▶ Work task:
Taking the line with "Target: large palace building" as the first and the line with "Target: white satellite dish" as the last, set down exactly every line in that range from the entries below, and no more.

▶ Record extracts:
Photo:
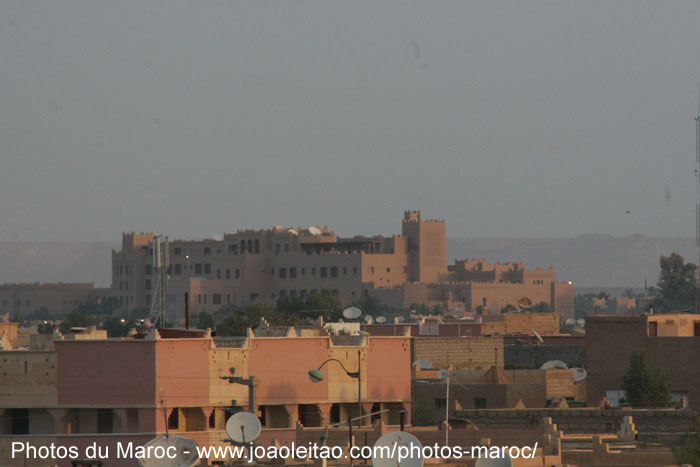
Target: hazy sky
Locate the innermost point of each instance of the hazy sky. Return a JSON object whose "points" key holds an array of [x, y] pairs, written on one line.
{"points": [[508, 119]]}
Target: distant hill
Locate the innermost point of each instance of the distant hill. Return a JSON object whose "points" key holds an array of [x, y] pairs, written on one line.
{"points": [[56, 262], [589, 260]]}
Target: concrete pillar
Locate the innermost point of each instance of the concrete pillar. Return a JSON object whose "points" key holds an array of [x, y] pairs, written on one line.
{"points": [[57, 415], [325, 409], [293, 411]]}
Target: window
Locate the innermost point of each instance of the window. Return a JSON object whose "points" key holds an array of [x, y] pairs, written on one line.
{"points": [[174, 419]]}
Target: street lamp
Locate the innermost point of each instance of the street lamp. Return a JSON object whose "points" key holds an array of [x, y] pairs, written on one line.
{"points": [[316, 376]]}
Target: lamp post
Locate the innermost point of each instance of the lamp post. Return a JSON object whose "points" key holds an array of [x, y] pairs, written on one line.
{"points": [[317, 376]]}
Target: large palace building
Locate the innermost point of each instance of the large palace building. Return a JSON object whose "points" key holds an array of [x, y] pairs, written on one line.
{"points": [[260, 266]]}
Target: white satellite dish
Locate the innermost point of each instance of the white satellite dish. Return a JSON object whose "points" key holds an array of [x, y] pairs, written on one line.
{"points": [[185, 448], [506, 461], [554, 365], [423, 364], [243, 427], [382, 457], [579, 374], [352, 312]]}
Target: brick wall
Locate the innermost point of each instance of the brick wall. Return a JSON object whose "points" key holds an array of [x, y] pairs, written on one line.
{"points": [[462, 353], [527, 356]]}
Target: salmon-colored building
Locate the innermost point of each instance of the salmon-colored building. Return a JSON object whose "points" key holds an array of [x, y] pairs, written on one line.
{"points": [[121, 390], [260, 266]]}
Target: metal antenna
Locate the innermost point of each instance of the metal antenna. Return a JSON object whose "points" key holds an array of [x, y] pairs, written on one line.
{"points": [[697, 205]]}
==
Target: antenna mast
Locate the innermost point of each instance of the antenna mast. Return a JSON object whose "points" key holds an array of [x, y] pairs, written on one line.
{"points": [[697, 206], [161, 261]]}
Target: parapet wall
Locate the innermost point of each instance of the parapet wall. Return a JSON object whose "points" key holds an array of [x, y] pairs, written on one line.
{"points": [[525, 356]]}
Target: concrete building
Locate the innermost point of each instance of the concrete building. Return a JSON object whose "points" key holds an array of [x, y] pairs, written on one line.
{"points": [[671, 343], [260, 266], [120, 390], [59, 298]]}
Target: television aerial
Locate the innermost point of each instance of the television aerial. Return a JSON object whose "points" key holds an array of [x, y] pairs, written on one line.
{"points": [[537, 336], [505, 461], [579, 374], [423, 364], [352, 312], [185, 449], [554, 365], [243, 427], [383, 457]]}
---
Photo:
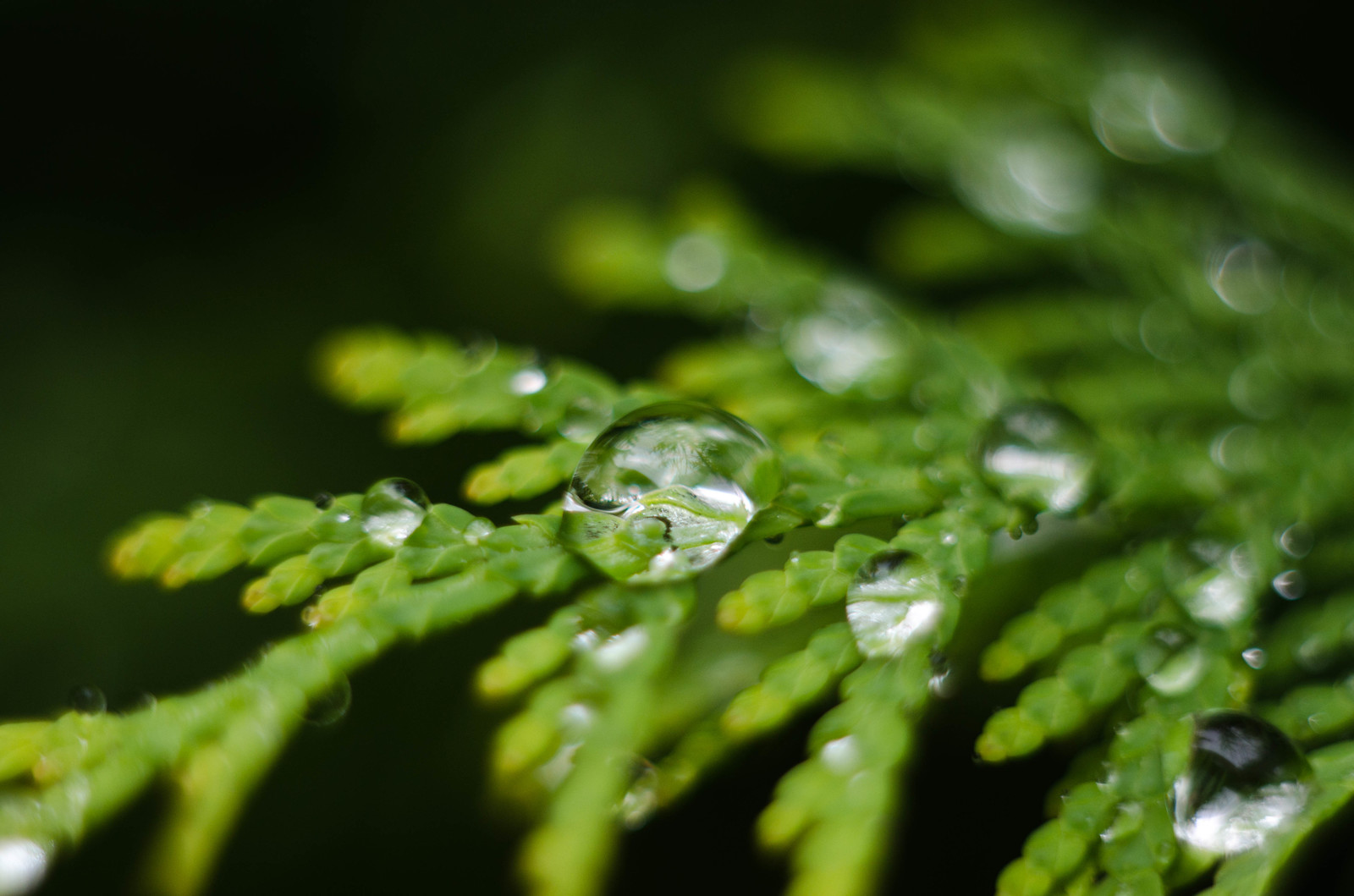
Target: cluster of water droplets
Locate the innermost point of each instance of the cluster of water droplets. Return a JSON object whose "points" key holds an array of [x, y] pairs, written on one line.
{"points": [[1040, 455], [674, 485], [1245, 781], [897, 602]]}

▶ The completed task:
Target: large palace building
Locate the innermost point of each instance of the large palace building. Return a JSON object whose "points" key holds an array of [x, y] pairs, written on one line.
{"points": [[260, 266]]}
Target: white satellite dish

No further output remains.